> [Supplied material]:
========================================

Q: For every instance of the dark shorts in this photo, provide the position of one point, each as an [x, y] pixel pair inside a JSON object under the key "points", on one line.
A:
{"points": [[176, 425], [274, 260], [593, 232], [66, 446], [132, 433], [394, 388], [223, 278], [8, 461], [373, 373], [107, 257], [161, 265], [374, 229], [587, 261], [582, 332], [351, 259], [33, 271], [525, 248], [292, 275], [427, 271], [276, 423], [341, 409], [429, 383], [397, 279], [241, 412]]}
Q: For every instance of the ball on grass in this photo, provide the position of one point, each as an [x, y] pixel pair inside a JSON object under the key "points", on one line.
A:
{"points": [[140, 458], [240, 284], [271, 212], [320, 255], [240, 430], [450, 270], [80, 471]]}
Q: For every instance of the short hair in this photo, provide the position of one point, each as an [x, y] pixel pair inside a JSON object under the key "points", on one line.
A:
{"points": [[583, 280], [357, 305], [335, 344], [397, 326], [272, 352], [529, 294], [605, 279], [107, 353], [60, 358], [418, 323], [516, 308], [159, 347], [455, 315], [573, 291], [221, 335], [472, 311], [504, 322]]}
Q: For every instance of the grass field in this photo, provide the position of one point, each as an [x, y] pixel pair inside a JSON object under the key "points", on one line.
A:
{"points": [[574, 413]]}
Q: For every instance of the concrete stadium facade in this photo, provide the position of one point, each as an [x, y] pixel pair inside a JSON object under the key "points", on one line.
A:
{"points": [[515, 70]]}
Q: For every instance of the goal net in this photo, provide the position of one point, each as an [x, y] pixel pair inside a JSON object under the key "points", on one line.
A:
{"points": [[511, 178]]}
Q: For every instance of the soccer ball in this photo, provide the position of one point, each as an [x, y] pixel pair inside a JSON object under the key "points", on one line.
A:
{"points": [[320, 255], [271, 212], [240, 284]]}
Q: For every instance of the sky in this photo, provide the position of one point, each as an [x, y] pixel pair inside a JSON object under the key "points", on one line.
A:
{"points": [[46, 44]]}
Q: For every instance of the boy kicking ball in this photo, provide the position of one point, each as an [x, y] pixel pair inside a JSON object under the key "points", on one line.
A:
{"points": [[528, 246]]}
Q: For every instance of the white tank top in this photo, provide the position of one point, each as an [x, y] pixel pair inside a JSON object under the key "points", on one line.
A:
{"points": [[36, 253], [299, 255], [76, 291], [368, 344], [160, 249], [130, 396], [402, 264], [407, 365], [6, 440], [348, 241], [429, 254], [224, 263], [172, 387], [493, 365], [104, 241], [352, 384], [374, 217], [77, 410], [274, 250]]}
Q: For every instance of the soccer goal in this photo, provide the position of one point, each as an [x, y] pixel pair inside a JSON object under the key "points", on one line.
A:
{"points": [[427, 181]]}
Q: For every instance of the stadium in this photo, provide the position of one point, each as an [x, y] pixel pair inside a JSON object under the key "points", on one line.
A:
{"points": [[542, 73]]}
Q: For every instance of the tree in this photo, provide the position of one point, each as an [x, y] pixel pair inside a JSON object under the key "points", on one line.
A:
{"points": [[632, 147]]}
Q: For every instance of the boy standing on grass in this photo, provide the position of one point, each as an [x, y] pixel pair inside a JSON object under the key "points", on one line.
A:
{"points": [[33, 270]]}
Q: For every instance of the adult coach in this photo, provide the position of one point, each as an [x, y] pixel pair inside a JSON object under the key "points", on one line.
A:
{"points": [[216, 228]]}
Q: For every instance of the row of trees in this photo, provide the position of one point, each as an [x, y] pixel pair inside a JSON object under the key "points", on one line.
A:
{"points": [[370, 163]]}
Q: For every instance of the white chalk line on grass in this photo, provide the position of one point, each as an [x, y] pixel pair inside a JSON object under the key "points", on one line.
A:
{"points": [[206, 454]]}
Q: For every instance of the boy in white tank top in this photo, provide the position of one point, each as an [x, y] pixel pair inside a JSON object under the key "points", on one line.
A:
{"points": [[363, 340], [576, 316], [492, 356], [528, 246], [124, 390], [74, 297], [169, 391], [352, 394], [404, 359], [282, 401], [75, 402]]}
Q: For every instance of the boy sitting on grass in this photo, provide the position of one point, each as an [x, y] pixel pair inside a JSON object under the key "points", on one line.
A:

========================================

> [Goal of the exercise]: Copy all of the data above, character for character.

> [Expected answer]:
Q: For every instance of the dark shorts in this photo, provide the position of one point, each as an [x, y] pixel pair inside a JSON object under the key "points", on one line.
A:
{"points": [[176, 425], [274, 260], [593, 232], [66, 446], [132, 433], [394, 388], [223, 278], [8, 461], [373, 373], [107, 257], [161, 265], [374, 229], [587, 261], [582, 332], [351, 259], [33, 271], [525, 248], [292, 275], [427, 271], [276, 423], [341, 409], [429, 383], [397, 279], [241, 412]]}
Q: For every instance of the ball on grass in this photo, provide the position of one point, each as an [x, y] pixel pair inside a JSON object under the key "points", on one line.
A:
{"points": [[140, 458], [240, 284], [271, 212], [320, 255], [240, 430], [450, 270], [80, 471]]}
Q: For every instance of the short hair in this photo, provide the position of one point, each as an [x, y] pixel pair inside a JSON object under the key "points", on one line.
A:
{"points": [[583, 280], [357, 305], [335, 344], [397, 326], [272, 352], [529, 294], [605, 279], [107, 353], [60, 358], [418, 323], [516, 308], [159, 347], [455, 315], [573, 291], [221, 335], [472, 311], [504, 322]]}
Q: For every instance of the grass field in this photo, provide the position of one point, each as an [x, y] pixel pair inside a JSON object under the key "points", on one line.
A:
{"points": [[574, 413]]}
Q: For every instance of the concrete stadium facade in this photo, provide the position of one point, each as an [x, y] pixel pair inside a JSON object under the key "points", on one line.
A:
{"points": [[515, 70]]}
Q: For every instance of the goal net in this photo, provide the position of one point, each as an [x, y] pixel pair inside a JSON object under the key "points", on one line.
A:
{"points": [[511, 178]]}
Q: For every instance of the soccer ball in this photo, provide the position of one point, each as an [x, y] pixel pair inside a JSON object under the key "points", on one line.
A:
{"points": [[320, 255], [271, 212], [240, 284]]}
Q: For every instance of the sky in this photo, provide the position of one point, each as an [x, y] pixel pair inside a JSON object under the key "points", on one line.
A:
{"points": [[46, 44]]}
Q: For every instance of the boy kicking ball in this photo, provide the position of one point, each as an [x, y] pixel pair inside a JSON object under the key "points", on one line.
A:
{"points": [[528, 246]]}
Q: For every instance of the white tank top in this photo, provide the position of one point, each as an [x, y] pixel pair inside a JSON object under the key "points", on one line.
A:
{"points": [[36, 253], [299, 255], [76, 291], [368, 344], [160, 249], [130, 396], [402, 264], [407, 365], [6, 440], [348, 241], [429, 254], [224, 263], [172, 387], [493, 365], [104, 241], [352, 384], [374, 217], [77, 410], [274, 250]]}
Q: For every instance of the soccer goal in this photo, provide the position of one point, each as an [x, y] pixel pair inside a JSON object under the key "points", on one line.
A:
{"points": [[427, 181]]}
Q: For every instance of the stadium in this photo, provide the position of one point, each as an [x, y] pixel pair inside a JSON object under the key "points", on one line.
A:
{"points": [[542, 73]]}
Q: For every instance of the tree in this photo, provide the position of one point, each as an [x, y] pixel pair inside a JSON object under the key "points", on one line.
A:
{"points": [[632, 147]]}
Q: For every instance of the boy standing on grass in this photo, provide the position of one point, each as an [x, y] pixel pair inside a JSON object under the key "points", on one line.
A:
{"points": [[33, 270]]}
Q: For every instance of the adult coach in this photo, provide the position of one point, each as an [x, y] pixel pair inside a JSON object under the key "points", on one line.
A:
{"points": [[216, 228]]}
Q: For every instance of the row of trees in this photo, provide the position of one point, each as an [x, y] pixel pair inside a JSON object under the key "points", on one line.
A:
{"points": [[370, 163]]}
Q: For every instance of the white chalk line on grass in this photo, provide the position of one point, each as an [x, y] pixel pair inside a JSON object under the key "points", on one line.
A:
{"points": [[206, 454]]}
Q: For every instance of the boy in white tank top in this photo, provide the position of one point, each as an [x, y] pixel pair inside a JSON object under the key "points", on one line.
A:
{"points": [[363, 340], [576, 316], [492, 356], [528, 246], [124, 390], [74, 297], [169, 391], [352, 394], [404, 359], [282, 401], [75, 402]]}
Q: For every instance of the boy sitting on grass in this photo, provide the position of one point, each as an [x, y] pixel pair inside a JSON object under the key "points", on one line.
A:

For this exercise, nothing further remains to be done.